(Collection entries)
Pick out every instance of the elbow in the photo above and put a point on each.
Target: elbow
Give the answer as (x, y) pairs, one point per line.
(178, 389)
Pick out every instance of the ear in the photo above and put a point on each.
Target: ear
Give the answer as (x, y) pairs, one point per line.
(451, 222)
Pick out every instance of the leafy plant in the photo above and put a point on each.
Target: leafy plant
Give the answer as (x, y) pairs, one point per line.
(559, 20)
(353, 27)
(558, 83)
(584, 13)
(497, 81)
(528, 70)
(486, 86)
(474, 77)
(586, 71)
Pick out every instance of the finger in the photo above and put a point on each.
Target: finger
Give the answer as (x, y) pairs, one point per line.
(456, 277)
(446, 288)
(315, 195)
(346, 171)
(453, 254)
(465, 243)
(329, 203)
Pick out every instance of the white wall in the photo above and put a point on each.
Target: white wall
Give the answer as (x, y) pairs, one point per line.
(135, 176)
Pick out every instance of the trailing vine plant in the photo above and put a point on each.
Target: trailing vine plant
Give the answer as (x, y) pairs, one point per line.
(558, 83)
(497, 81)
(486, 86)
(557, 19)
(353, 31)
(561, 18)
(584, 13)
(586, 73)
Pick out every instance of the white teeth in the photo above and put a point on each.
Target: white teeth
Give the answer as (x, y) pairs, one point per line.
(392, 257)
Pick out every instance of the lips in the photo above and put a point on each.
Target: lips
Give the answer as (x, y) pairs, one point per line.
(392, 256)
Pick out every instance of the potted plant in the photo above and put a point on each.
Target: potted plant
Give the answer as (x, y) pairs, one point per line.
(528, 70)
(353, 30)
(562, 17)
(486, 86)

==

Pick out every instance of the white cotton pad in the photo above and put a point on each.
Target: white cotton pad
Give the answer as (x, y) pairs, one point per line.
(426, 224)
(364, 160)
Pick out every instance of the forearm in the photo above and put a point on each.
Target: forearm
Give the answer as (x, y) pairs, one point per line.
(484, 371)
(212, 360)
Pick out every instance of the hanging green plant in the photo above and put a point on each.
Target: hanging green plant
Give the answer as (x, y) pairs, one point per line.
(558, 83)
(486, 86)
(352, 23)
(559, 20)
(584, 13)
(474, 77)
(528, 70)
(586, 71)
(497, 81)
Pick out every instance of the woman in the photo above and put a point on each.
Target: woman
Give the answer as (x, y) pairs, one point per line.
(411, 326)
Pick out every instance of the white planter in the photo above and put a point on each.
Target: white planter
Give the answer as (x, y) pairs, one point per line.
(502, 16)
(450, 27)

GIVEN REQUEST ->
Please show every line of the items above that contains the word "elbow", copying each such line in full. Treat uppercase and lowercase as different.

RESULT ->
Pick out every instance of the elbow in the photo above and put a point on each.
Target: elbow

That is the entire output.